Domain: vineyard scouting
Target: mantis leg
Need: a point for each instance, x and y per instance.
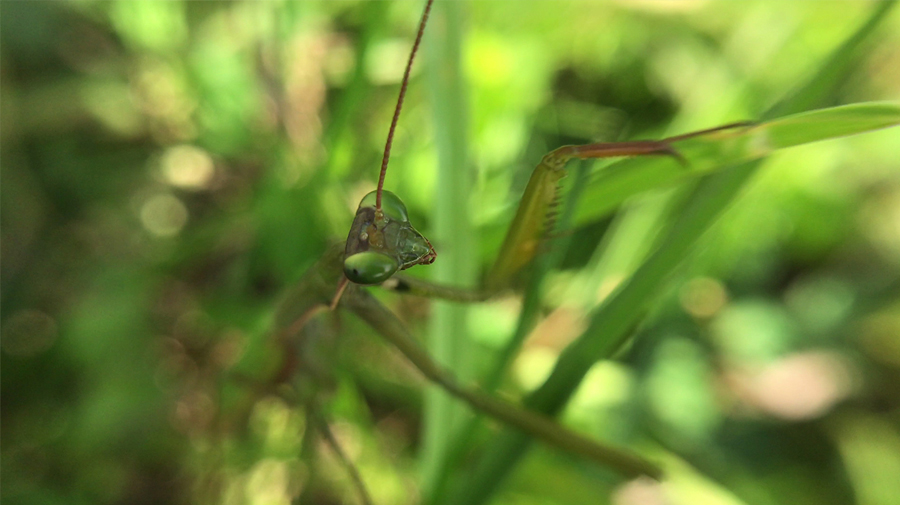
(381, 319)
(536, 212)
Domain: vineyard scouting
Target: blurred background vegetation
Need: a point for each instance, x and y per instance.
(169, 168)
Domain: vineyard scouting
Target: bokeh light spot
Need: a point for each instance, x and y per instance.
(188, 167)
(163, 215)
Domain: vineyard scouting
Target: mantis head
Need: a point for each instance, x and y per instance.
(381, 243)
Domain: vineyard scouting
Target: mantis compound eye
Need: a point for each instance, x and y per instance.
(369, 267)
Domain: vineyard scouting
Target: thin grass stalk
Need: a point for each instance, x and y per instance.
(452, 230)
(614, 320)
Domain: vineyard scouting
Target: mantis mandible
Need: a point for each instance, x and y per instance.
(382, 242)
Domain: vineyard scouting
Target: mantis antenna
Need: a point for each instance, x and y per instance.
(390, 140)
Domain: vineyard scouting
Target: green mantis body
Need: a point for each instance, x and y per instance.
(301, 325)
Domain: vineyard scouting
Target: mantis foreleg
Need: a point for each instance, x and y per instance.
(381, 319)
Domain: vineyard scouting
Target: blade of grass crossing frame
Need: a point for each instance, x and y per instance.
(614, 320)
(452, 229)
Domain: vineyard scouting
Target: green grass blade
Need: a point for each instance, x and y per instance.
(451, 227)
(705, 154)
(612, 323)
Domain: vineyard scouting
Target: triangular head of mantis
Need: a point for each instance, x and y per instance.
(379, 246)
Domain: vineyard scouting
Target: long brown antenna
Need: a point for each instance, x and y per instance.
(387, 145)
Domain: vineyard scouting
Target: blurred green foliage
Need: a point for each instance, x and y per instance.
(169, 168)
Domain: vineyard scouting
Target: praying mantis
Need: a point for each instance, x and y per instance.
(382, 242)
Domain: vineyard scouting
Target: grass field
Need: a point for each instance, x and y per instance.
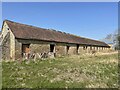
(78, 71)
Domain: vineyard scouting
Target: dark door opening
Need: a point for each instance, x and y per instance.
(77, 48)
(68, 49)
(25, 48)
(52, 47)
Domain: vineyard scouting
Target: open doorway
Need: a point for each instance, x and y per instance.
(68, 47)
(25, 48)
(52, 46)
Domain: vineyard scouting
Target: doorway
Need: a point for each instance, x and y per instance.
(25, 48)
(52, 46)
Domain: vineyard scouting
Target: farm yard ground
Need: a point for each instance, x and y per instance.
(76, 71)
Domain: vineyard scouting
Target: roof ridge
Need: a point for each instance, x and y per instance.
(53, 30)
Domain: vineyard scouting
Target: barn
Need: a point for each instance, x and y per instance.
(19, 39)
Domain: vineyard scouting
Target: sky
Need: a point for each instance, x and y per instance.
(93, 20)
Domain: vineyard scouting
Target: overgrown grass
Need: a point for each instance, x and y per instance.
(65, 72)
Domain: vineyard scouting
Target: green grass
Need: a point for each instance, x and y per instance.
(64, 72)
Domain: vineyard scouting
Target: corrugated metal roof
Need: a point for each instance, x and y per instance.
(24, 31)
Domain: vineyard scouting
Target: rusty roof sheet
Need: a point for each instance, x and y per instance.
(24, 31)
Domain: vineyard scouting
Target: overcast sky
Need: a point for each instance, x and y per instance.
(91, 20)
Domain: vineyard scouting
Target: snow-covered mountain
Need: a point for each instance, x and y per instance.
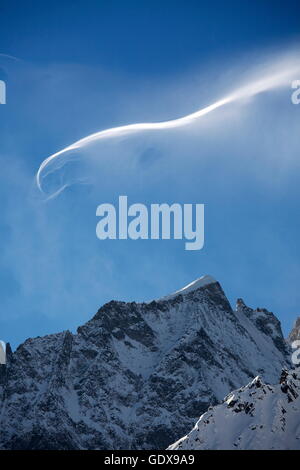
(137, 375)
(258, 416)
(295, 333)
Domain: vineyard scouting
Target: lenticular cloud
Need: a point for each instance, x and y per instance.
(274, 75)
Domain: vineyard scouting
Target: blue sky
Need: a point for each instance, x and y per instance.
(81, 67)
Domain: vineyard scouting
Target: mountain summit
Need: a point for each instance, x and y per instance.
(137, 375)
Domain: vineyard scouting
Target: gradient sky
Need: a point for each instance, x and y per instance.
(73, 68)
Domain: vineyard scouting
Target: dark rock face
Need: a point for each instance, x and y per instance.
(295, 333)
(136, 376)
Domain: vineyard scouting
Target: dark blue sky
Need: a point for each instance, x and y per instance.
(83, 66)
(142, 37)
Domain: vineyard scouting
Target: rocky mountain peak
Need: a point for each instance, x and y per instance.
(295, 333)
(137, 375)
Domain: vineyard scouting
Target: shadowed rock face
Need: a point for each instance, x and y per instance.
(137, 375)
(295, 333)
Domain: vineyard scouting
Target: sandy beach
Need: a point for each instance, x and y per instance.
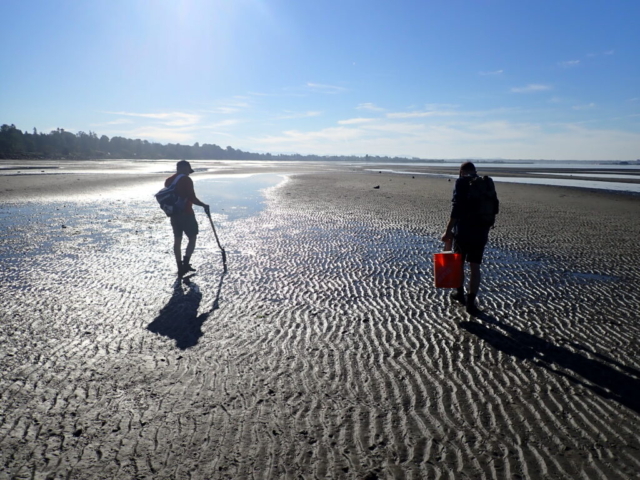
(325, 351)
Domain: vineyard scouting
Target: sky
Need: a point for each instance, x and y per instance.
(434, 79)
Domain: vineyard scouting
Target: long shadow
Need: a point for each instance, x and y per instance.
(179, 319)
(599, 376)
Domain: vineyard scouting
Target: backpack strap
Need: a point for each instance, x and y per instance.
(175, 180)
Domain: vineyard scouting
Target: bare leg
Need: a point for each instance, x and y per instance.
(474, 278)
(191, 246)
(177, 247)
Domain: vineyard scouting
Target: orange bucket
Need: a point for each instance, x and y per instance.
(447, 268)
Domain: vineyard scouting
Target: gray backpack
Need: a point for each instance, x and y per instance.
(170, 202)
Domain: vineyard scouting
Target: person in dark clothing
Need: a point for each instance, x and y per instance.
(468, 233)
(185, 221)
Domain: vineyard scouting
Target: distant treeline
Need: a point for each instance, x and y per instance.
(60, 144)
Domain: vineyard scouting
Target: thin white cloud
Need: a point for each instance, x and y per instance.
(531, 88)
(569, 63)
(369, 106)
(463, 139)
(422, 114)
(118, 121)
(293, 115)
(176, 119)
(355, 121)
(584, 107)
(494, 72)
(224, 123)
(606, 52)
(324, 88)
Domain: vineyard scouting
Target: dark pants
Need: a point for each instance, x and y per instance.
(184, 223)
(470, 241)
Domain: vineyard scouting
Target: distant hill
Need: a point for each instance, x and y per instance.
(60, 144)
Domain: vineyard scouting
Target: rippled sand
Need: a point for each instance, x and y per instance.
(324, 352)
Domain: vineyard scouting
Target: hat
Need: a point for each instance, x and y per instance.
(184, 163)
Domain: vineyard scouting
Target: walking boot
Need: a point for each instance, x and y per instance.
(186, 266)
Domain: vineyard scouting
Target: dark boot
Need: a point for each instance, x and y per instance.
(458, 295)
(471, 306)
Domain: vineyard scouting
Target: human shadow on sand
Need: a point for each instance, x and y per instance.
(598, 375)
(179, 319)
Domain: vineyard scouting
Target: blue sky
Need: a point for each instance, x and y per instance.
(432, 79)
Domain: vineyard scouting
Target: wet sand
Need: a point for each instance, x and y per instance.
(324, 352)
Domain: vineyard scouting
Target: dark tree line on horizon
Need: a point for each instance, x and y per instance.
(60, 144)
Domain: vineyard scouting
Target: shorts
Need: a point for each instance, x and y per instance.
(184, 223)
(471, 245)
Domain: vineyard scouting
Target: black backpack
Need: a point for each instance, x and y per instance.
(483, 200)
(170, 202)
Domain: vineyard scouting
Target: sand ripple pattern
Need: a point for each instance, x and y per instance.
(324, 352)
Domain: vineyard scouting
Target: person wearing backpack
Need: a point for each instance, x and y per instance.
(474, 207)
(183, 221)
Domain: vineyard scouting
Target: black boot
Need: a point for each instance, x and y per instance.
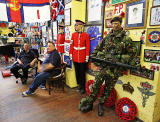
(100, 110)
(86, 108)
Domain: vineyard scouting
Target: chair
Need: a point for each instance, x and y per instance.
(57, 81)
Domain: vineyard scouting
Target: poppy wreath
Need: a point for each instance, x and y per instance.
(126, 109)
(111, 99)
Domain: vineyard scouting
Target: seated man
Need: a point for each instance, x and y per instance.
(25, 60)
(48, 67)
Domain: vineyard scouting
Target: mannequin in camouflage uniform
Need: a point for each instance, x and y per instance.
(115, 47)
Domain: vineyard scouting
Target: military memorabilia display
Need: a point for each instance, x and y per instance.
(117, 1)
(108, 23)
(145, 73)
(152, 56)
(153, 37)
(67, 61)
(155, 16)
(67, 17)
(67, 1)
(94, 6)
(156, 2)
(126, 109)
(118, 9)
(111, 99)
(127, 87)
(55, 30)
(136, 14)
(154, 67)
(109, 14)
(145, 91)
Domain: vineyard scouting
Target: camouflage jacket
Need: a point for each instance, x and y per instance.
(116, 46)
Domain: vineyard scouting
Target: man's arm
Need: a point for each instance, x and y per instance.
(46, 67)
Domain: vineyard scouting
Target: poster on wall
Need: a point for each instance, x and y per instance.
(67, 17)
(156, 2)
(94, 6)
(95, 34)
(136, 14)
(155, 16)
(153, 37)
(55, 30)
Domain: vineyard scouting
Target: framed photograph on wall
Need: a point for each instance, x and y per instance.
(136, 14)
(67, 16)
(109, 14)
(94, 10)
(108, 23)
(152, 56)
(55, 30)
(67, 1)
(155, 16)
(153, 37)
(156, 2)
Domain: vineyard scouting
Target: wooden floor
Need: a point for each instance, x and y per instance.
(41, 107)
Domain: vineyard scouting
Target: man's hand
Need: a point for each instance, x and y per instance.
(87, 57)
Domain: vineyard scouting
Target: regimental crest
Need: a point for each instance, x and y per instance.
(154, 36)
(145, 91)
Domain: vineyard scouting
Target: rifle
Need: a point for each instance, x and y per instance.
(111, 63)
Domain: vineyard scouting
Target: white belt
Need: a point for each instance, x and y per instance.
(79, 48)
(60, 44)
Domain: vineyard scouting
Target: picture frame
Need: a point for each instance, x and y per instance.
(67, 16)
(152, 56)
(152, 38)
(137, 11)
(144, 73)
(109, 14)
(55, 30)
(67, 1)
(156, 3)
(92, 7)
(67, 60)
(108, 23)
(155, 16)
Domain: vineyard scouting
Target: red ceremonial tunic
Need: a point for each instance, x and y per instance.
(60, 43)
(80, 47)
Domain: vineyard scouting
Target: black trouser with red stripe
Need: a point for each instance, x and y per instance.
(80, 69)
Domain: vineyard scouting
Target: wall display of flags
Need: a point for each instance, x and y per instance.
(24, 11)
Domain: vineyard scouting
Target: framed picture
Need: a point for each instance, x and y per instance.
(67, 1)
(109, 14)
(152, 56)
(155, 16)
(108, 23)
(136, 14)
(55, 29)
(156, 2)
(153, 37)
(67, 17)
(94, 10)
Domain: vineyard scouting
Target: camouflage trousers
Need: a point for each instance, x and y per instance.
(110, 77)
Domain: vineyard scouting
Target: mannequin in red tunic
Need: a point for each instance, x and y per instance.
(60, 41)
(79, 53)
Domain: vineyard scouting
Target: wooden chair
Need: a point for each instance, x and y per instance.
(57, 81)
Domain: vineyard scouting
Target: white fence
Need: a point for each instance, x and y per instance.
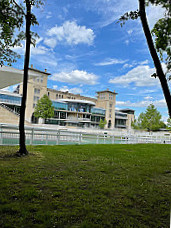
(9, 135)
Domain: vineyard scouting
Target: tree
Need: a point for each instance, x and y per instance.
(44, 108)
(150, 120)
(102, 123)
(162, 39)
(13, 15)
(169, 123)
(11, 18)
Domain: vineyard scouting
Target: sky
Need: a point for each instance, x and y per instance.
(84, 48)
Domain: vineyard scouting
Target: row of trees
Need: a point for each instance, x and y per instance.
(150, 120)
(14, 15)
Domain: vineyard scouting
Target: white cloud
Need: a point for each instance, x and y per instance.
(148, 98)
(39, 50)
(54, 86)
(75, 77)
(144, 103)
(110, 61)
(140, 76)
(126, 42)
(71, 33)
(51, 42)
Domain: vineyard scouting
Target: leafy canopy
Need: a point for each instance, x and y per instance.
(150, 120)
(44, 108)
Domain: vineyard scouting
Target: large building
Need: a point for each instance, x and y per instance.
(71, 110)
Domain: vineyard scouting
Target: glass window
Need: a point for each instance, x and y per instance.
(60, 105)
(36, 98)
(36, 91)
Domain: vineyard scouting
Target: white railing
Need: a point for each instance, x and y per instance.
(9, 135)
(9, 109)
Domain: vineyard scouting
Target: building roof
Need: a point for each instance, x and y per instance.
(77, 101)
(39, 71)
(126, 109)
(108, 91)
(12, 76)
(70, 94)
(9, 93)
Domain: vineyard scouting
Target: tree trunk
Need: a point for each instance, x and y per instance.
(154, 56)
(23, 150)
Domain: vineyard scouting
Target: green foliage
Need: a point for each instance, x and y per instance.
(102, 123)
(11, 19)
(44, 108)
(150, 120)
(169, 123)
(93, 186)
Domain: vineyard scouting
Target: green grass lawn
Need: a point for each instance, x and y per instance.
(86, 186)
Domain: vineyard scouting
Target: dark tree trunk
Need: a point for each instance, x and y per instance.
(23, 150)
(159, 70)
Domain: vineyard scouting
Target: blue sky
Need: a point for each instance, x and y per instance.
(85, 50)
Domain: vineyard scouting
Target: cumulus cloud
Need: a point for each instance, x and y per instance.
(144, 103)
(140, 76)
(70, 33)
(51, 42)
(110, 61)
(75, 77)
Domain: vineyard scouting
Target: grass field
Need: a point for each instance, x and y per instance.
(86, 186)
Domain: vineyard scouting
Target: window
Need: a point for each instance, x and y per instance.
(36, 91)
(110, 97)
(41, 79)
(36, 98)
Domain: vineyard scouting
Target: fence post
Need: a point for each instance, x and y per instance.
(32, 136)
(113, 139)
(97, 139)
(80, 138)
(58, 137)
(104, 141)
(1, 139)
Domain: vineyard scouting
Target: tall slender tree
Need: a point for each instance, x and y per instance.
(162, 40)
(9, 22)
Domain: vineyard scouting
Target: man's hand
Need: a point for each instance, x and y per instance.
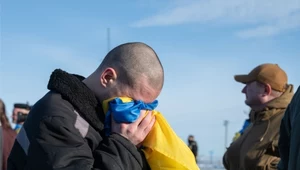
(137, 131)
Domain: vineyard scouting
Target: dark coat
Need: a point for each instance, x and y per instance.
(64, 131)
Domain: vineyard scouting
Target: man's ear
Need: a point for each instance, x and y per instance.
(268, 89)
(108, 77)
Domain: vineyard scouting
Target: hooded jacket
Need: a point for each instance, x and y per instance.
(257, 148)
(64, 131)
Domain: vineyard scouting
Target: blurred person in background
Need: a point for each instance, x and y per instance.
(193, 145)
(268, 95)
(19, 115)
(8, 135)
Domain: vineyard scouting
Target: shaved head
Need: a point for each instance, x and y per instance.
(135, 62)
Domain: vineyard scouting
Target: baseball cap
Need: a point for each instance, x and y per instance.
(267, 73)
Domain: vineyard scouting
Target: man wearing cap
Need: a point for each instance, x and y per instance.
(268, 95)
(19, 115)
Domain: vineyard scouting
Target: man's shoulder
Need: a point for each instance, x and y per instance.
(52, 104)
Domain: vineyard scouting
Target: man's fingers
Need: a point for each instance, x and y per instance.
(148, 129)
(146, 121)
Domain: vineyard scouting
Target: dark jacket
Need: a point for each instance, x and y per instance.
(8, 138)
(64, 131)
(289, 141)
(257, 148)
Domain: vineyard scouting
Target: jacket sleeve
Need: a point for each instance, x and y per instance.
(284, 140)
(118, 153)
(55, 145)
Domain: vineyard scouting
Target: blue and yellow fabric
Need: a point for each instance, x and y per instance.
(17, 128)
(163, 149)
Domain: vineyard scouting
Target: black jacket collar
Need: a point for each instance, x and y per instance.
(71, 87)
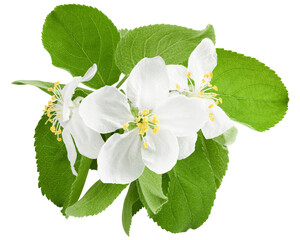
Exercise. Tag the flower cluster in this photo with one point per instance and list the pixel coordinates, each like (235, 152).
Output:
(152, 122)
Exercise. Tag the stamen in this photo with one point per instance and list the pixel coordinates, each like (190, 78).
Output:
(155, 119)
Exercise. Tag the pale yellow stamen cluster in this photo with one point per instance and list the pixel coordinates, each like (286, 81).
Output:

══════════════════════════════

In the records above, how many lines include the string "coordinates"? Answer with only the number.

## Output below:
3